→ **Problem**
Across the entries that follow, how many lines have the word "fence" in them? Give only the number.

→ **Segmentation mask data**
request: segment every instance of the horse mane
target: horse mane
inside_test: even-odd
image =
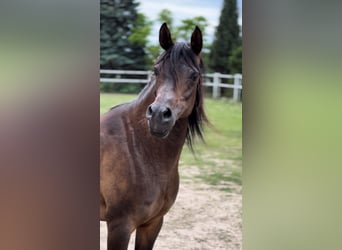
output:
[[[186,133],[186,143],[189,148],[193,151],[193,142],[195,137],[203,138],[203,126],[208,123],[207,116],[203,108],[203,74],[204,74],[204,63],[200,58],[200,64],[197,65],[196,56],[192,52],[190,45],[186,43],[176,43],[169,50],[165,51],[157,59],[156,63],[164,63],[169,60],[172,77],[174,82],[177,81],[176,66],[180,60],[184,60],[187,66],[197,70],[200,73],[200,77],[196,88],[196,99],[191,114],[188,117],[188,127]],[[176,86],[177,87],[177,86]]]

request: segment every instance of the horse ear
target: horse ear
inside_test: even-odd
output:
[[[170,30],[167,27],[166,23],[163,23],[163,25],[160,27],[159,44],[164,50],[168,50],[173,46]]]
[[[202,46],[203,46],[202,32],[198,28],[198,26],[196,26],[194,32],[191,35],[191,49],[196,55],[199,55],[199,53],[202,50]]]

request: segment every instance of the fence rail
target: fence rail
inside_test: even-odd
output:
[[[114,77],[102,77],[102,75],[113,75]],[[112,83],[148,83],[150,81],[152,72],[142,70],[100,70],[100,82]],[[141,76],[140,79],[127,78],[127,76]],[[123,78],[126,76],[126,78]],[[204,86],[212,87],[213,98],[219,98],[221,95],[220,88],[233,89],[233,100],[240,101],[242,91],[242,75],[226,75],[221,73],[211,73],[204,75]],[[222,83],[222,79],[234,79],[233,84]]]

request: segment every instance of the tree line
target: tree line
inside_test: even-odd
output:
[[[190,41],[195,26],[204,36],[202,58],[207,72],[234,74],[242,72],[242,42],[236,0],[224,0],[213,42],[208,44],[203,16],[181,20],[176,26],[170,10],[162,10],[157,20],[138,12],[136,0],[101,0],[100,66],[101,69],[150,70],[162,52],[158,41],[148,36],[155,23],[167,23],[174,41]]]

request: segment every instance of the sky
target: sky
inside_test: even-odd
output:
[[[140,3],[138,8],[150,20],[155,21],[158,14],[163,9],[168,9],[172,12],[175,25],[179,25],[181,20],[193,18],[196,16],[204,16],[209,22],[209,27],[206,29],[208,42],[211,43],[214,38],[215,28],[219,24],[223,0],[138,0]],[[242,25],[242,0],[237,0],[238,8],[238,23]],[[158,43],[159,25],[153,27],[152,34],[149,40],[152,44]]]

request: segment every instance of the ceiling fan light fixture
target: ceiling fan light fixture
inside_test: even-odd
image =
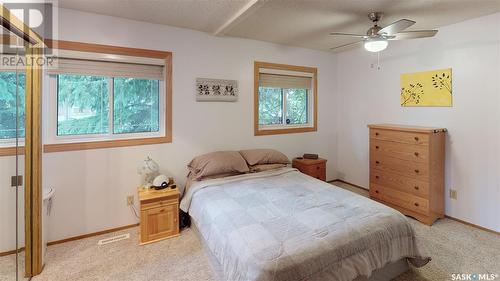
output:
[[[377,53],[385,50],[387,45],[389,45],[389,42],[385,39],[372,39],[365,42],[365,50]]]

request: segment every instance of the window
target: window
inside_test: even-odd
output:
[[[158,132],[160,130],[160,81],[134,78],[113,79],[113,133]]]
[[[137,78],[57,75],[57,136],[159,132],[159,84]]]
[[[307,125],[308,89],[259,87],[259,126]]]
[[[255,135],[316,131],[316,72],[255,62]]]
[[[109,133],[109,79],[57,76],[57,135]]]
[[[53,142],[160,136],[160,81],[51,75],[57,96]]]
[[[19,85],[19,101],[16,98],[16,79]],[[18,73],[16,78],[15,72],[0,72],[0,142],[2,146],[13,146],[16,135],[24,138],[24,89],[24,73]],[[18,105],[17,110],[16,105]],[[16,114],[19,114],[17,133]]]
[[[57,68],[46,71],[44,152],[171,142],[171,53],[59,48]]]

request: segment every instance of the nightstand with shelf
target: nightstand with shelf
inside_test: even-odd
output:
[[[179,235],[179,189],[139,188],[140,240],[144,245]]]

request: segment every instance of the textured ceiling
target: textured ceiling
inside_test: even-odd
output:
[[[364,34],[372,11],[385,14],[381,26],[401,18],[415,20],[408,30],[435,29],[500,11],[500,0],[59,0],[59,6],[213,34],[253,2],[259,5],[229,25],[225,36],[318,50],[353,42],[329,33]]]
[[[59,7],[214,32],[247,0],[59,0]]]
--
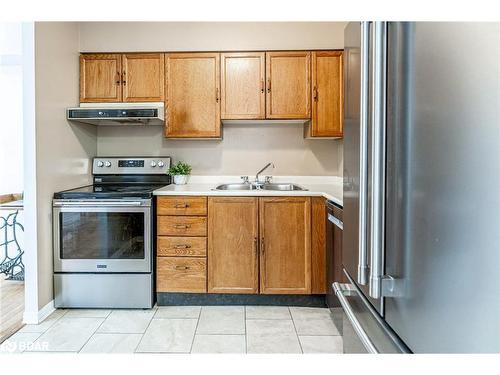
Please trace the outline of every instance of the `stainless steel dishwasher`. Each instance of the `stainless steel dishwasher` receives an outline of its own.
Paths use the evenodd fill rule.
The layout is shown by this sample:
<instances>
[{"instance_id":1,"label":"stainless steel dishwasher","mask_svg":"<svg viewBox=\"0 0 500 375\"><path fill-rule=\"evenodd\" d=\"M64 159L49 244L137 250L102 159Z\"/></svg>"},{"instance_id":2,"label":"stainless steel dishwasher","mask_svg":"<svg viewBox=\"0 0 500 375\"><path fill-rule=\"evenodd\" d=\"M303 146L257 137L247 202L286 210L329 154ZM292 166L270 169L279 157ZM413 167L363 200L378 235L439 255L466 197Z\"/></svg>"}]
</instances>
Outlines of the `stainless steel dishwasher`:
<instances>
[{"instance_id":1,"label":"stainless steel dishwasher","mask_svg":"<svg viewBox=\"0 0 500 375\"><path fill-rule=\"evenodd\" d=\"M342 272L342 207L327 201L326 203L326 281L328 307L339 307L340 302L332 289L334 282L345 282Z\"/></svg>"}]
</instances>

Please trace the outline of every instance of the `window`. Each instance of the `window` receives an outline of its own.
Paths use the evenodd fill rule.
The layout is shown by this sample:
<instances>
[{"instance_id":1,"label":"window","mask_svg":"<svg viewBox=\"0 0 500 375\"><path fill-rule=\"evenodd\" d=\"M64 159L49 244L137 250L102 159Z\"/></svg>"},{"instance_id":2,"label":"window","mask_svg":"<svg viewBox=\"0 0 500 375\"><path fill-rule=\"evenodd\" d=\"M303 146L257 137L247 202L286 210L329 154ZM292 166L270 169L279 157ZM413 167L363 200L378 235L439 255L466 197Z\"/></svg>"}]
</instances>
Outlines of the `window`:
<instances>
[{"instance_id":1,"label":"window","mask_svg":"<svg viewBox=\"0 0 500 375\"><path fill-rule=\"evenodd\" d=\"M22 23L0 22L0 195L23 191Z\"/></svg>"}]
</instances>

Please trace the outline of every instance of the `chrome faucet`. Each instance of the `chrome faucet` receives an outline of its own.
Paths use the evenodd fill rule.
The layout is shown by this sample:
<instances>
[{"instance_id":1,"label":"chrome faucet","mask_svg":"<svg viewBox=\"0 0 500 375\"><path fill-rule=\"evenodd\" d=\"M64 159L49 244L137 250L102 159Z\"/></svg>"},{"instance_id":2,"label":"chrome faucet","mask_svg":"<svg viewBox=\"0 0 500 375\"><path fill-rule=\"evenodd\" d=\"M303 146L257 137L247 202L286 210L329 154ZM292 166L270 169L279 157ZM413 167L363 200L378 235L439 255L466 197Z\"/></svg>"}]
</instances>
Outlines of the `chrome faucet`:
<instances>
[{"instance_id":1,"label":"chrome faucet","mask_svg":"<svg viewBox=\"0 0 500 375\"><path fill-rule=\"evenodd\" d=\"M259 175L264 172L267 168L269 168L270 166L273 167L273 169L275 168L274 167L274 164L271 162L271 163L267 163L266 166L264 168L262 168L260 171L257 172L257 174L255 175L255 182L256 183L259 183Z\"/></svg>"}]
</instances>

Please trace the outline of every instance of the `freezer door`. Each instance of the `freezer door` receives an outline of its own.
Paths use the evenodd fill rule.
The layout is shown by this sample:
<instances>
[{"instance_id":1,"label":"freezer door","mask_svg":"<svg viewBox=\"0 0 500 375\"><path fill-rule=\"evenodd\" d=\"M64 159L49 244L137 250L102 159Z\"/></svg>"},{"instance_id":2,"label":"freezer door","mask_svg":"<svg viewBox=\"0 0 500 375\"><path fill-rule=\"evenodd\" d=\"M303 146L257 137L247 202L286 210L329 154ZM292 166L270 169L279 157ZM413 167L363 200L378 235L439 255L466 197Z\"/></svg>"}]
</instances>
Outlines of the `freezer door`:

→ **Solved exercise**
2